The input Block Start

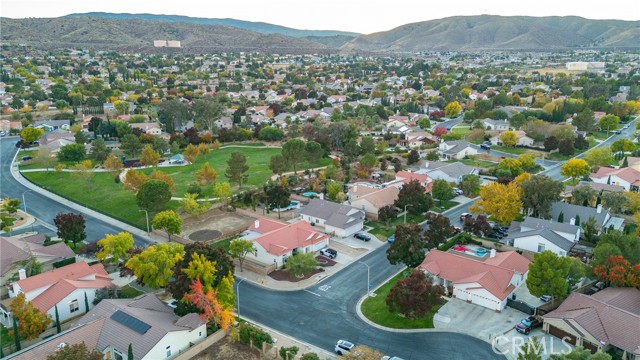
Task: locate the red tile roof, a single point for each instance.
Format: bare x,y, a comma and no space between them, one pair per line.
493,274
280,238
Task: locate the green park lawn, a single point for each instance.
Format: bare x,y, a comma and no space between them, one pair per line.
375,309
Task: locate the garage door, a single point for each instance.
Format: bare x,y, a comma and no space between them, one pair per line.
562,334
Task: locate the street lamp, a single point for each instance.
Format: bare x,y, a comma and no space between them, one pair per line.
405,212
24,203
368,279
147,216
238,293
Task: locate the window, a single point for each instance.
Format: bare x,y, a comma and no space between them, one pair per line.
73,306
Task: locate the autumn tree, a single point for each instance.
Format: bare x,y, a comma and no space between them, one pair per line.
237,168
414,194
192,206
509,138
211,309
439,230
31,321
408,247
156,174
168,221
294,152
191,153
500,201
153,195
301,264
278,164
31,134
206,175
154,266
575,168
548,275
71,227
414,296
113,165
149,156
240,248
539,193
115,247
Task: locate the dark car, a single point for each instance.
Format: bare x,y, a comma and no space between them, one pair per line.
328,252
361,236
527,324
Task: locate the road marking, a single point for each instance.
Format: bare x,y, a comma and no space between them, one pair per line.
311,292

The input Block End

From the opening line of the entries above to the line containing "Task: locate the autumn", please transcribe each line exactly, skipping every picture.

Task: locate the red tile roof, a single point for each instance.
Format: bare x,y, a comma and no space between them, one pair per line.
493,274
280,238
Task: locate the green park lawn, a single point for each instance.
Format: bare x,y, a comma and no space between them, one pair per line.
375,309
Task: locate the garage door, a single point for each instance.
Format: bare x,y, a comma and no space between them, one pair per line.
562,334
Task: locate the street lamp, a single point for each instance.
Format: bare x,y, a comma and no space between them, one pair per line.
405,212
24,203
368,279
147,216
238,293
Task: locate the window, a single point for each instance.
Format: bare x,y, a comma and no space between them, one pair per line.
73,306
Task: locate the autumn tree, a single point for each instance.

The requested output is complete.